**Exercise:**
Set down, word for word, the part of the records that opens with the line containing "When you get a chance, could you detect the nba" and closes with the line containing "[496,288,519,323]". Include both of those lines.

**Data lines:**
__________
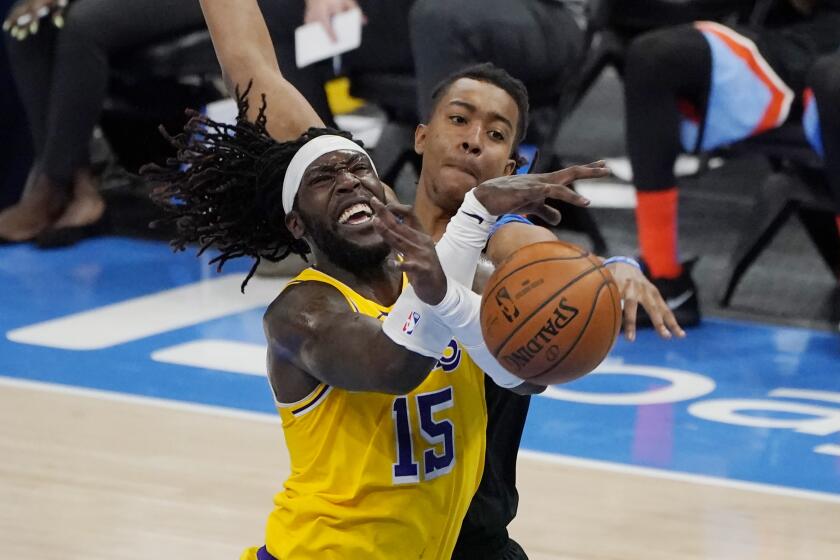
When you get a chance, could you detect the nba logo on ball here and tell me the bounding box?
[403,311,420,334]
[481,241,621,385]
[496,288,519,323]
__________
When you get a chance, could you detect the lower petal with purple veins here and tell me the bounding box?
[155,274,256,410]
__________
**Answer for this exercise:**
When you get a chance, could you detect the nba logo on ball here and tell me the bounding box?
[403,311,420,334]
[481,241,621,385]
[496,288,519,323]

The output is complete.